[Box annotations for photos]
+++
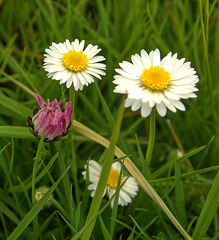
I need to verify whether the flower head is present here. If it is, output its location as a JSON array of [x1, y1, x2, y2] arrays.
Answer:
[[27, 93, 72, 142], [113, 49, 199, 117], [43, 39, 106, 91], [82, 160, 138, 207]]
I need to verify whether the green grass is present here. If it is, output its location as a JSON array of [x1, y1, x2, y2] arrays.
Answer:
[[0, 0, 219, 240]]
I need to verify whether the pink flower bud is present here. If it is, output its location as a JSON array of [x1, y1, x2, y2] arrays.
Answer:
[[27, 93, 72, 142]]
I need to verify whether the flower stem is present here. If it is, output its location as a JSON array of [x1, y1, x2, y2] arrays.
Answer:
[[69, 86, 75, 120], [145, 108, 155, 167], [82, 96, 124, 240]]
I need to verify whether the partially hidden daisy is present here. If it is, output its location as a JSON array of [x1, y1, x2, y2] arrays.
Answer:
[[82, 160, 138, 208], [113, 49, 199, 117], [43, 39, 106, 91]]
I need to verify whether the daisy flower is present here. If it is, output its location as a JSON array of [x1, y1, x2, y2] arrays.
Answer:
[[43, 39, 106, 91], [82, 160, 138, 208], [113, 49, 199, 117]]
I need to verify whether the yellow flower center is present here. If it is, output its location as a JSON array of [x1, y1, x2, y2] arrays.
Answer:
[[107, 168, 123, 188], [140, 66, 170, 91], [62, 50, 88, 72]]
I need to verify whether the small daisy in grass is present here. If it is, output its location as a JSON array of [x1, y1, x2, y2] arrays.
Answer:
[[113, 49, 199, 117], [82, 160, 138, 208], [43, 39, 106, 91]]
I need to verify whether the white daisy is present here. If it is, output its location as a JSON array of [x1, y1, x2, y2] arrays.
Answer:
[[113, 49, 199, 117], [82, 160, 138, 208], [43, 39, 106, 91]]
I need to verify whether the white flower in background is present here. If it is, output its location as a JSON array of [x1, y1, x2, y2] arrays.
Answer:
[[82, 160, 138, 208], [43, 39, 106, 91], [113, 49, 199, 117]]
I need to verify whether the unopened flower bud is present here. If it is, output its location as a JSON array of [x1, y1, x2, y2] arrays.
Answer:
[[27, 93, 72, 142]]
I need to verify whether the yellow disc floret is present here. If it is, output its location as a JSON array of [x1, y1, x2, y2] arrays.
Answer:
[[62, 50, 88, 72], [107, 168, 123, 188], [140, 66, 170, 91]]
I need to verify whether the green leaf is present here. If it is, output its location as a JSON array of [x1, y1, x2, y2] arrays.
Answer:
[[8, 165, 71, 240], [99, 215, 112, 240], [0, 201, 20, 224], [0, 92, 32, 119], [129, 215, 152, 240], [175, 153, 187, 227], [127, 226, 135, 240], [0, 126, 34, 139], [192, 171, 219, 240], [151, 146, 206, 179]]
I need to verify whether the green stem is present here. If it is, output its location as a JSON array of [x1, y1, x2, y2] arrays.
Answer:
[[145, 108, 155, 167], [69, 86, 75, 120], [82, 98, 124, 240], [68, 86, 80, 205]]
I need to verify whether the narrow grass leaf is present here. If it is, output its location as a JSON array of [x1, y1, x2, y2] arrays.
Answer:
[[99, 215, 112, 240], [73, 120, 191, 240], [82, 98, 124, 239], [129, 215, 152, 240], [151, 146, 206, 179], [127, 226, 135, 240], [0, 126, 34, 139], [8, 165, 71, 240], [192, 171, 219, 240], [0, 201, 20, 224], [0, 92, 32, 118]]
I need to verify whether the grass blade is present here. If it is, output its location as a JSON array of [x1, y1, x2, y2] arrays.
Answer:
[[192, 171, 219, 240], [8, 165, 71, 240]]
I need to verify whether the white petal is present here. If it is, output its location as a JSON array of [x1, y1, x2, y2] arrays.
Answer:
[[141, 103, 152, 118], [156, 102, 167, 117]]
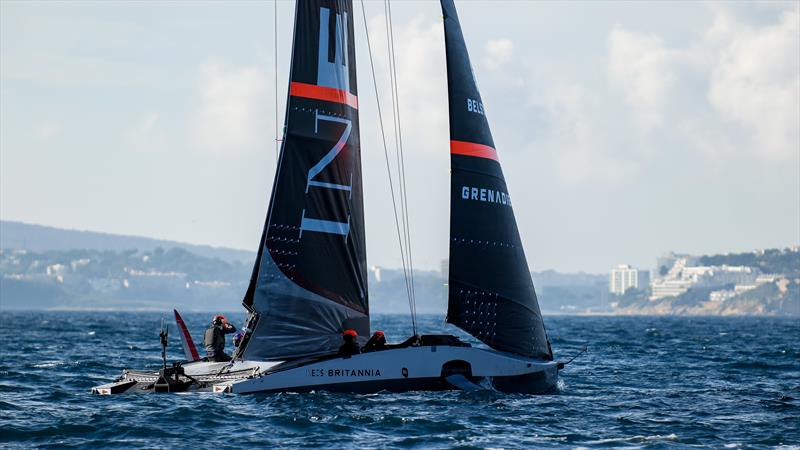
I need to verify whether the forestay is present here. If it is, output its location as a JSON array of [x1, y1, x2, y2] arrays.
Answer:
[[441, 0, 552, 359]]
+++
Do this:
Copy out every line of the data above word for word, leaving the pictures out.

Response to the exercise:
I need to verify whether the flower head is present here. If it is, output its location as a JSON array of [x1, y1, x2, y2] arrays.
Answer:
[[27, 93, 72, 142], [113, 49, 199, 117], [43, 39, 106, 91], [82, 160, 138, 207]]
I need to verify whether the green grass is present here. If it is, output its location as a JSON array of [x1, y1, x2, y2] arrays.
Answer:
[[0, 0, 219, 240]]
I need to verify whether the pink flower bud is present here. If it is, output its location as a JSON array of [x1, y1, x2, y2] arrays.
Answer:
[[27, 93, 72, 142]]
I need to verify whether the flower stem is present here. If it is, output its location as a JSON array of [x1, y1, x2, y2] arrays.
Answer:
[[69, 86, 75, 120], [145, 108, 155, 167], [82, 96, 124, 240]]
I need to verify whether the partially hidden daisy is present here. If it is, output its location as a JSON array of [x1, y1, x2, y2] arrays.
Answer:
[[82, 160, 138, 208], [113, 49, 199, 117], [43, 39, 106, 91]]
I need to verify whether the daisy flower is present here. If it is, output its location as a JSON array of [x1, y1, x2, y2] arrays.
Answer:
[[43, 39, 106, 91], [82, 160, 138, 208], [113, 49, 199, 117]]
I need to verify whether the yellow flower center is present here. If it is, output its location as a JSON array of [x1, y1, x2, y2] arrays.
Answer:
[[107, 168, 123, 188], [140, 66, 170, 91], [62, 50, 88, 72]]
I need to verify whether the small daisy in grass is present here. If it is, output its location as a JSON array of [x1, y1, x2, y2] arrays.
Answer:
[[113, 49, 199, 117], [82, 160, 138, 208], [43, 39, 106, 91]]
I need to verify whether the white daisy is present here. If it is, output its location as a JSON array of [x1, y1, x2, y2] arrays.
Answer:
[[113, 49, 199, 117], [82, 160, 138, 208], [43, 39, 106, 91]]
I need to verify whether the white flower in background is present here. If it is, output its location as a JSON array of [x1, y1, x2, y2] arrays.
Answer:
[[82, 160, 138, 208], [43, 39, 106, 91], [113, 49, 199, 117]]
I need to verify whether the unopened flower bud is present here. If it is, output its location as a JSON array of [x1, y1, x2, y2] arrays.
Answer:
[[27, 93, 72, 142]]
I need to verify whether the yellow disc floret is present here. If it is, output its location as a JSON array of [x1, y1, x2, y2] arrays.
Answer:
[[62, 50, 88, 72], [107, 168, 123, 188], [140, 66, 170, 91]]
I need to verify whether the green leaf is present here. If it is, output its location as a JSON array of [x1, y1, x2, y2] arrays.
Answer:
[[8, 165, 71, 240], [99, 215, 112, 240], [0, 201, 20, 224], [0, 92, 32, 119], [129, 215, 152, 240], [175, 153, 187, 227], [127, 226, 135, 240], [0, 126, 34, 139], [192, 171, 219, 240], [151, 146, 206, 179]]
I need to verify whether the green stem is present here. If it is, output its location as a JSON array of [x1, y1, x2, y2] arrays.
Answer:
[[145, 108, 155, 167], [69, 86, 75, 120], [82, 98, 124, 240], [68, 86, 80, 205]]
I need to verify whether the narrow grass leaf is present here. If it is, output its location as a JSON array of [x1, y1, x2, y2] arrays.
Answer:
[[99, 215, 112, 240], [73, 120, 191, 240], [82, 98, 124, 239], [129, 215, 152, 240], [151, 146, 206, 179], [127, 226, 135, 240], [0, 126, 34, 139], [8, 165, 71, 240], [192, 171, 219, 240], [0, 201, 20, 224], [0, 92, 32, 118]]
I need to verify whether the grass blade is present here. If it is, output its location as a JSON array of [x1, y1, x2, y2] arrays.
Answer:
[[192, 171, 219, 240], [8, 165, 71, 240]]
I need to verify whether the white petal is present here. If it is, output its location as a JSON array of [x1, y1, x2, y2] arrays.
Answer:
[[141, 103, 152, 118], [156, 102, 167, 117]]
I need to verify whether the forestay is present here. If it is, output its location as a JSON array of [x1, y1, x2, y2] arrays.
Answer:
[[441, 0, 552, 359]]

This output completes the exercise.